### [WRITTEN TASK]
Output exactly the lines between the line that contains "Practice step: find the green" and the last line of the material, counting both.

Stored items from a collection
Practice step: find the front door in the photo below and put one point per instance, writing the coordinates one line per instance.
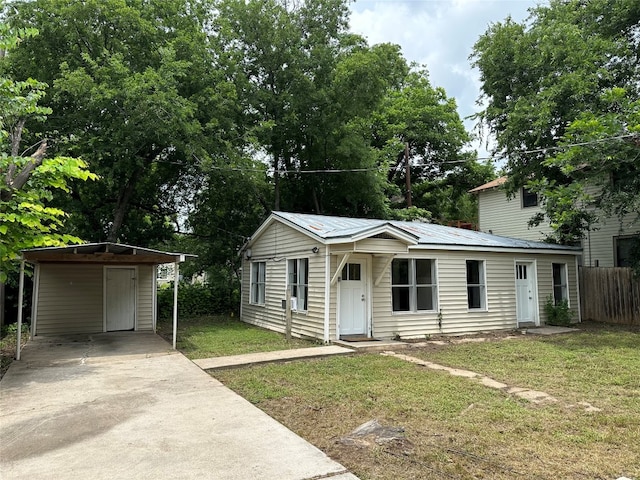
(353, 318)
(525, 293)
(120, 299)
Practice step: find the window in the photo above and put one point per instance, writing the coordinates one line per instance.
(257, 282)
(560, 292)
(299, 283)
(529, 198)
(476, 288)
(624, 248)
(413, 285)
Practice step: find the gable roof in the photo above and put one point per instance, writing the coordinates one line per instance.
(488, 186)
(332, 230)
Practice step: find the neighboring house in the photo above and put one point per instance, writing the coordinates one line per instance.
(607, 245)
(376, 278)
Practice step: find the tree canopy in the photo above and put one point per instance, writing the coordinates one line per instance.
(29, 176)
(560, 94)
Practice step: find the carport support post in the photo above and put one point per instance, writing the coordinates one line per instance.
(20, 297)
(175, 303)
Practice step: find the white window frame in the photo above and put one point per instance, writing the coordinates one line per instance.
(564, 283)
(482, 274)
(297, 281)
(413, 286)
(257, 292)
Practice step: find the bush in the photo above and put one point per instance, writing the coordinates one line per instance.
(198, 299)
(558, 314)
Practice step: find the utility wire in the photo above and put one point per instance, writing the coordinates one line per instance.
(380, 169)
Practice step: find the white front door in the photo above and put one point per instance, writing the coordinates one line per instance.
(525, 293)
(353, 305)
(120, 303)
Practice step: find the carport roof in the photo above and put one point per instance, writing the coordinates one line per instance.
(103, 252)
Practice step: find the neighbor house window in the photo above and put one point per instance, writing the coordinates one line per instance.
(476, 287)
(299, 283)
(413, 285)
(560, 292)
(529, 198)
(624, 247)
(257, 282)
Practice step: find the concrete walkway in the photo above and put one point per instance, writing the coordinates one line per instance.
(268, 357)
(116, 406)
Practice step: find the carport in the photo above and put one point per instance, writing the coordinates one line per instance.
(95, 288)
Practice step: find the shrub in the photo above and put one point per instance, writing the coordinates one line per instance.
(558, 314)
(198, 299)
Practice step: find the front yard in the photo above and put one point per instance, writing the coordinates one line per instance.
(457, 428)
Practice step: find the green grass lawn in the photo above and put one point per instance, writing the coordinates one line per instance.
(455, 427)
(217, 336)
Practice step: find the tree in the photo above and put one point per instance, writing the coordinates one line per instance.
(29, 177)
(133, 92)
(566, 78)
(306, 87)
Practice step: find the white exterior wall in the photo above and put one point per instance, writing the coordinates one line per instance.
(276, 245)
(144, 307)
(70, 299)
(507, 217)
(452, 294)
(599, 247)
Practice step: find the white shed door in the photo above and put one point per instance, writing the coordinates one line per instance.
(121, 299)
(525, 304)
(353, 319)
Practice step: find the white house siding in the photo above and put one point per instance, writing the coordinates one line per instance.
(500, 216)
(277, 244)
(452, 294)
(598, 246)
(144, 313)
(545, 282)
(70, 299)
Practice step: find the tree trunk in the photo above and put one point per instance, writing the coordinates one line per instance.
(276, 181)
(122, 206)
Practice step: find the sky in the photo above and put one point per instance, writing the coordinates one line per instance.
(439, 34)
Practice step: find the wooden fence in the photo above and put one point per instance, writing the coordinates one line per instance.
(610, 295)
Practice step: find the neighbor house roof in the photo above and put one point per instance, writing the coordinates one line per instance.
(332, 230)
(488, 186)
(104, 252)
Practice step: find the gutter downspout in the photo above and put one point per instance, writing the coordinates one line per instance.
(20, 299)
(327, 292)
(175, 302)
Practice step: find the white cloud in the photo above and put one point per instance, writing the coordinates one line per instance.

### [FULL RESPONSE]
Practice step: find the green grass lawn in the photo above and put one point per instance, writing the coordinates one line per instance.
(455, 427)
(217, 336)
Practice step: find the tree in the photo above and put one point per instance, writing the coordinates one line per instance.
(29, 177)
(133, 92)
(566, 78)
(306, 87)
Practice step: find the white exterior wall in the photo above and put one point per instance, writing the coordinates one line per instance.
(276, 245)
(144, 307)
(70, 299)
(507, 217)
(452, 294)
(599, 247)
Practice step: find the white shed door in the photo above and put one point per instance, writing the coordinates one line per instance.
(121, 299)
(525, 304)
(353, 319)
Practice step: find the white house siding in the photo above and put one point per instance, writing the coordinates one line per instance.
(500, 216)
(277, 244)
(452, 294)
(598, 246)
(144, 313)
(545, 282)
(70, 299)
Practice step: find the tree trunk in the photo above and put one point per instance, writing the coordinates one line per instance.
(276, 181)
(122, 206)
Practice step: find the sky in the photo above and put one point per instance, writing the coordinates one line per instance.
(439, 34)
Practice step: find the wooden fence in the photo above and put one point per instance, writing the coordinates one line per instance.
(610, 295)
Practice step: find the neighbor house roof in the photo above and put one point per instance, writing the coordinates one line per instance.
(332, 230)
(488, 186)
(104, 252)
Practice step: find the gutter downspout in the photo above and put one point per instance, writing the coordinates one line per instance.
(20, 299)
(327, 292)
(175, 302)
Practice step: find the white cloud in the photo above and put one point per instance, writing the coordinates one line per instance.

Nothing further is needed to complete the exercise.